#### Task:
Rescale the part of the items that opens with the line containing "TARGET = burning debris" and closes with the line containing "(1037, 557)", both ends included: reproduce every line, requests too, but multiply each coordinate in the answers by 1.55 and round to whole numbers, halves up. Return only those lines.

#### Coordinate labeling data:
-------------------------

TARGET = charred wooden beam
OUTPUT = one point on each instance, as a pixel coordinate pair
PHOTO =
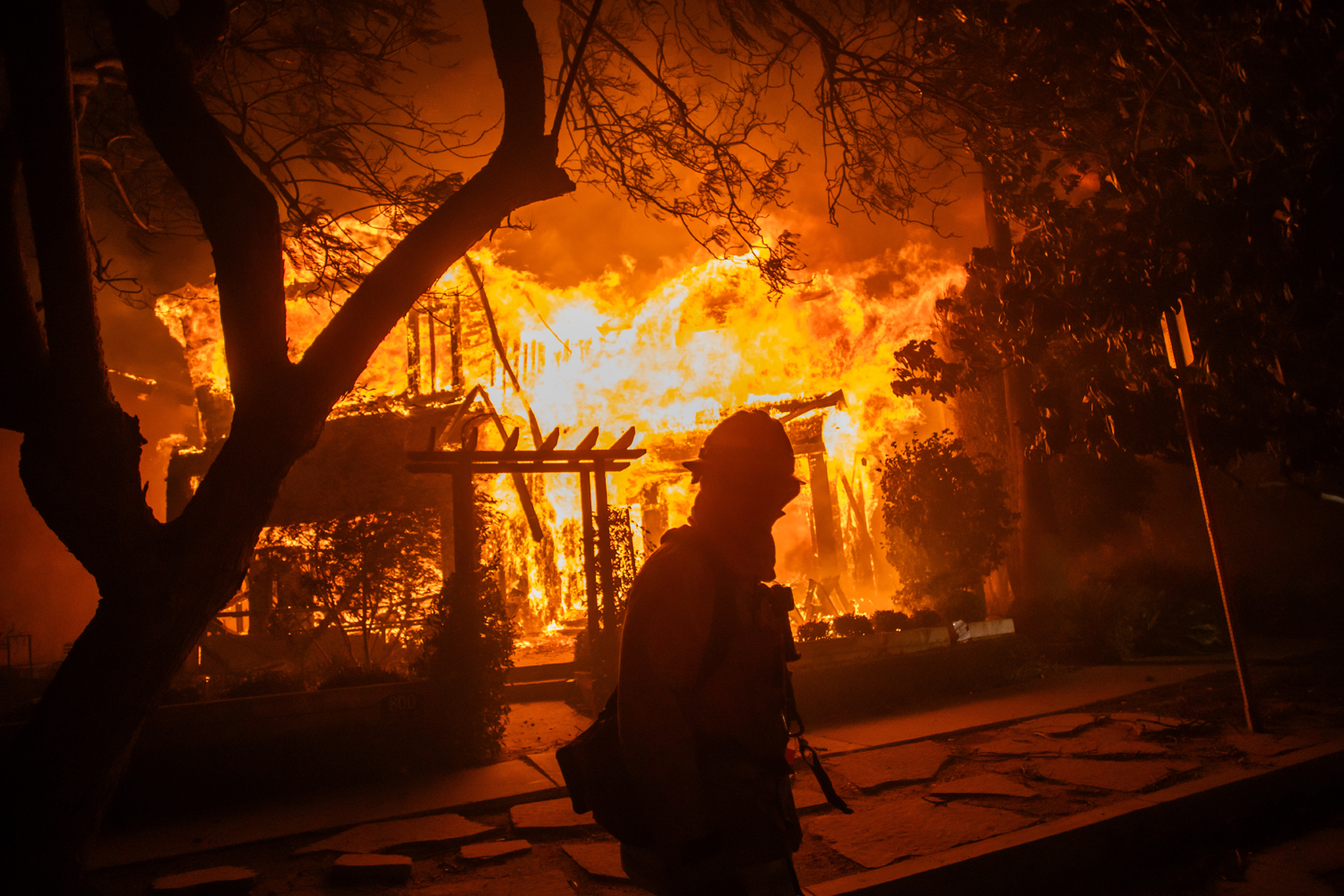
(589, 567)
(604, 548)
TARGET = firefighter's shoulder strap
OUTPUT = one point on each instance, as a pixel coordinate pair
(593, 764)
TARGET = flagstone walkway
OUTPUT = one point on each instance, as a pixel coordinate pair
(925, 782)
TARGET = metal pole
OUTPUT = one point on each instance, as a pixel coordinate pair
(1180, 354)
(1228, 611)
(589, 570)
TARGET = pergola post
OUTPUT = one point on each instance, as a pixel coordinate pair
(607, 562)
(589, 564)
(464, 525)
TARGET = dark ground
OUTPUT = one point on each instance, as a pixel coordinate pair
(1300, 697)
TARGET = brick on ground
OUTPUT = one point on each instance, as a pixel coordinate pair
(207, 882)
(906, 763)
(1110, 742)
(981, 786)
(1019, 745)
(551, 883)
(884, 831)
(1107, 774)
(1271, 745)
(1059, 726)
(601, 858)
(429, 829)
(368, 868)
(548, 815)
(496, 849)
(806, 794)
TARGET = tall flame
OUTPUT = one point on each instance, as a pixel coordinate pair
(671, 360)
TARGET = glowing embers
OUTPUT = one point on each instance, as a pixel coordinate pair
(602, 587)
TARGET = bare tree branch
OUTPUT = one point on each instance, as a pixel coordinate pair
(237, 211)
(23, 351)
(521, 171)
(38, 69)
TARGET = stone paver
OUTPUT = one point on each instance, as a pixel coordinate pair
(363, 868)
(601, 858)
(222, 879)
(1107, 774)
(504, 780)
(384, 834)
(831, 745)
(1019, 745)
(1271, 745)
(1110, 742)
(1019, 702)
(1061, 726)
(881, 834)
(548, 766)
(551, 883)
(806, 794)
(983, 786)
(496, 849)
(553, 814)
(892, 764)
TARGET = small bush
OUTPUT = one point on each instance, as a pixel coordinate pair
(258, 684)
(851, 625)
(890, 621)
(1147, 608)
(357, 676)
(814, 630)
(926, 619)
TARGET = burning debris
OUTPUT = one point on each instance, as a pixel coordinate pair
(491, 359)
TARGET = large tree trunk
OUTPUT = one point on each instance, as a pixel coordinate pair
(161, 583)
(1037, 557)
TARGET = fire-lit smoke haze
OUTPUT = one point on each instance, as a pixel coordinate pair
(668, 359)
(659, 335)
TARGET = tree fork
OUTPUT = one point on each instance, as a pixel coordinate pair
(1037, 562)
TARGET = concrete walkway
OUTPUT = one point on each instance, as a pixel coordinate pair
(537, 778)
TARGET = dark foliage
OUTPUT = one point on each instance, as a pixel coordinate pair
(814, 630)
(946, 519)
(1148, 608)
(265, 681)
(358, 676)
(1150, 155)
(851, 625)
(890, 621)
(468, 653)
(926, 618)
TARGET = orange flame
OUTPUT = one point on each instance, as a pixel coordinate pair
(674, 360)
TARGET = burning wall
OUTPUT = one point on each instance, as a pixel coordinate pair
(671, 362)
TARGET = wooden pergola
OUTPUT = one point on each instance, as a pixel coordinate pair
(590, 462)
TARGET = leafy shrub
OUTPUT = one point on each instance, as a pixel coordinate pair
(927, 619)
(1147, 608)
(468, 653)
(357, 676)
(814, 630)
(946, 519)
(265, 681)
(851, 625)
(890, 621)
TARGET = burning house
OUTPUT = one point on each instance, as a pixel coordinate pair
(494, 359)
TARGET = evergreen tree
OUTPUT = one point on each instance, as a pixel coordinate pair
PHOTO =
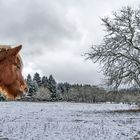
(44, 81)
(37, 78)
(52, 85)
(32, 85)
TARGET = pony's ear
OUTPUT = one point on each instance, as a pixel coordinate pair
(15, 51)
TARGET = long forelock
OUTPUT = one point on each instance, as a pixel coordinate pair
(6, 47)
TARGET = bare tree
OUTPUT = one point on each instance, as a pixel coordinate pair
(119, 52)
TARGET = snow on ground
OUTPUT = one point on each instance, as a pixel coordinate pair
(68, 121)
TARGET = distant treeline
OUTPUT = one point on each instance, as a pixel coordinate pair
(47, 89)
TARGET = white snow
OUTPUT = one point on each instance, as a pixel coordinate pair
(68, 121)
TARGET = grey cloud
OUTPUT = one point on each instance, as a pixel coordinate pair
(55, 33)
(35, 22)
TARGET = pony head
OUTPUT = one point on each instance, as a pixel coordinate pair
(12, 83)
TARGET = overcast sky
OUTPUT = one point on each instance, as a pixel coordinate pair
(55, 34)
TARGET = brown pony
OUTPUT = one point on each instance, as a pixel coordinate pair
(12, 83)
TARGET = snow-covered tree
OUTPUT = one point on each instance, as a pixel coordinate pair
(119, 51)
(32, 85)
(52, 85)
(44, 81)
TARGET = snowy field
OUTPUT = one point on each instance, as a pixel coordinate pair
(68, 121)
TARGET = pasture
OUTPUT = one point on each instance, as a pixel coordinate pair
(68, 121)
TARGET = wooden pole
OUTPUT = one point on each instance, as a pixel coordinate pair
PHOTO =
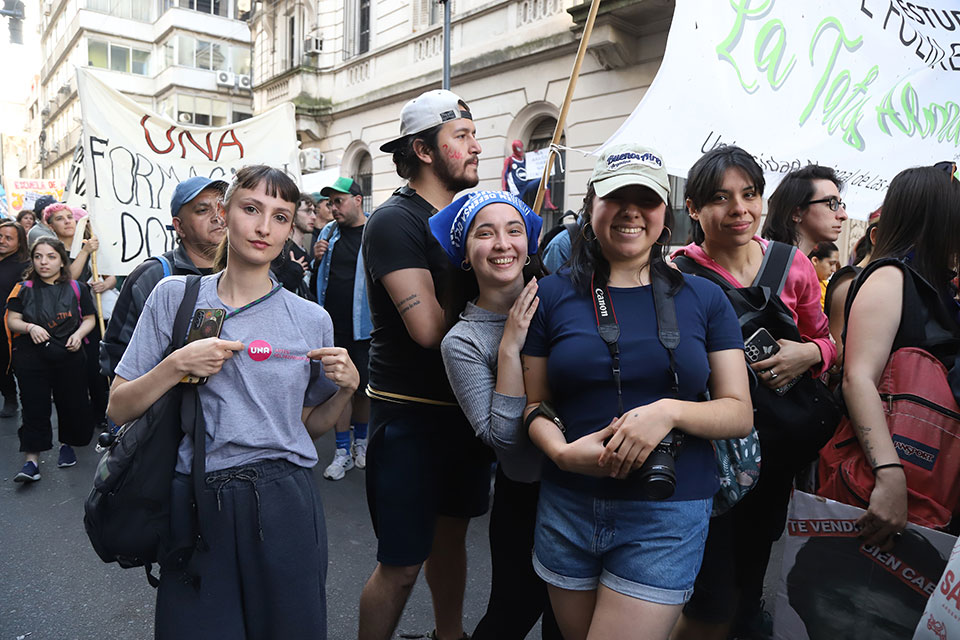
(581, 52)
(96, 277)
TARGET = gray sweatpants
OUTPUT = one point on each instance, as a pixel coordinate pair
(264, 573)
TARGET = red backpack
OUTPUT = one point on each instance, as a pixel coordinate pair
(921, 412)
(924, 422)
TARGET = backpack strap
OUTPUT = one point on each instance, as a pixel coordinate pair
(775, 266)
(167, 269)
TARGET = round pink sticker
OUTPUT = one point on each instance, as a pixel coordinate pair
(259, 350)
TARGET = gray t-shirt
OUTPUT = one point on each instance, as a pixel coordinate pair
(253, 406)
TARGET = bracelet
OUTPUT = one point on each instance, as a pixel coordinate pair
(886, 466)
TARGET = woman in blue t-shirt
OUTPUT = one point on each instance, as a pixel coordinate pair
(618, 563)
(260, 568)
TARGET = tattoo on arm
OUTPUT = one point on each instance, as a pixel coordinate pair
(868, 451)
(408, 303)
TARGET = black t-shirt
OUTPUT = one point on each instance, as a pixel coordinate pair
(397, 236)
(11, 272)
(338, 300)
(53, 307)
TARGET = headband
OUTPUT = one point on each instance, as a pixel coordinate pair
(451, 224)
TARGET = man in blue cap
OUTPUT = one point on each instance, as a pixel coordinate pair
(199, 229)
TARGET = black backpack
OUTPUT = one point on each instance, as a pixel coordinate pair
(792, 427)
(127, 514)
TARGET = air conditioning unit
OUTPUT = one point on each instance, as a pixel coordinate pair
(311, 160)
(226, 79)
(313, 45)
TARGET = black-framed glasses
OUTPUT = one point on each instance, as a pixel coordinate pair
(950, 168)
(833, 202)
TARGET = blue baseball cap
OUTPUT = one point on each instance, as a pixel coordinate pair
(190, 189)
(450, 225)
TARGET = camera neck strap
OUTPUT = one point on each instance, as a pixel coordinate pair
(668, 330)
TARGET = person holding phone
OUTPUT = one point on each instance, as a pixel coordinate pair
(724, 197)
(49, 315)
(275, 383)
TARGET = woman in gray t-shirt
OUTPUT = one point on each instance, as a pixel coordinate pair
(492, 234)
(276, 382)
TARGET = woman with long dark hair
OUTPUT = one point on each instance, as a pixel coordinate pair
(261, 569)
(918, 241)
(606, 389)
(49, 317)
(724, 197)
(492, 236)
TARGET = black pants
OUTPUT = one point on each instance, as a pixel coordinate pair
(37, 378)
(517, 594)
(263, 575)
(96, 383)
(7, 385)
(735, 559)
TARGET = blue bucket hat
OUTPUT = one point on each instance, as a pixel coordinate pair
(450, 224)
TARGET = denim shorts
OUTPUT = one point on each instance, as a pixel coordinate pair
(649, 550)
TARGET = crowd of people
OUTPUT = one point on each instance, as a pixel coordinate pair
(444, 353)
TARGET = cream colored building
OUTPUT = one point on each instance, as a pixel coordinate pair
(349, 65)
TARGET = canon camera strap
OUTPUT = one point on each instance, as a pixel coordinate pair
(667, 330)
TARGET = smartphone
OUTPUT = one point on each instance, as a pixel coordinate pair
(206, 323)
(760, 346)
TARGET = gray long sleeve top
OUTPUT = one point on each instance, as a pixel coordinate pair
(469, 353)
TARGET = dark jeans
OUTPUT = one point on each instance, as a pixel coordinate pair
(97, 384)
(263, 574)
(517, 594)
(37, 378)
(8, 387)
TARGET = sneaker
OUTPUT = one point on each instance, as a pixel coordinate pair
(342, 462)
(29, 473)
(360, 453)
(67, 457)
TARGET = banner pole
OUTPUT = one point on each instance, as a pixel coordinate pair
(561, 120)
(96, 277)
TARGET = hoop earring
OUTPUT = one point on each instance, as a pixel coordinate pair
(669, 237)
(583, 232)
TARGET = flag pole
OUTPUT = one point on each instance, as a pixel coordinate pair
(561, 120)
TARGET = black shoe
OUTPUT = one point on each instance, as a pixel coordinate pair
(9, 407)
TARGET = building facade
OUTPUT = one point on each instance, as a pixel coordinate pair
(186, 59)
(349, 66)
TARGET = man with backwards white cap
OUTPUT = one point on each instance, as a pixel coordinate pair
(427, 474)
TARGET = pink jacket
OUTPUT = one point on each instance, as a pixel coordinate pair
(801, 294)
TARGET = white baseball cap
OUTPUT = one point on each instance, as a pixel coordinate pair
(426, 111)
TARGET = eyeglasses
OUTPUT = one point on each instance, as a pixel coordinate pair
(833, 202)
(950, 168)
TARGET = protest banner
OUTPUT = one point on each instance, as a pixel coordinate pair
(868, 87)
(832, 585)
(133, 159)
(22, 194)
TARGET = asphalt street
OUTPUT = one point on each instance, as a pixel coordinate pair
(54, 587)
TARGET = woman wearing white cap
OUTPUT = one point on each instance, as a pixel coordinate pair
(619, 543)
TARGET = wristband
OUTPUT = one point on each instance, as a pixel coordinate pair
(886, 466)
(546, 411)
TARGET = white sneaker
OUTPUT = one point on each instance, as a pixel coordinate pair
(360, 453)
(342, 462)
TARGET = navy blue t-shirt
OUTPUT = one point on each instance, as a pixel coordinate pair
(579, 370)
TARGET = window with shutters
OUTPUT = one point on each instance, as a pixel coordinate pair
(540, 138)
(357, 24)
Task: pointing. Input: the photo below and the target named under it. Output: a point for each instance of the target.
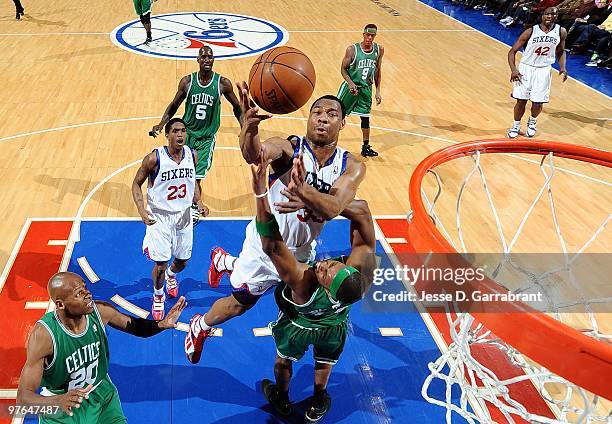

-------------------------

#### Full answer:
TARGET = burning debris
OUTPUT = one point on each instance, as a pixel coordinate pair
(761, 556)
TARGET = large tree trunk
OUTPUT = one point on each instance, as a pixel coordinate pair
(250, 904)
(1607, 863)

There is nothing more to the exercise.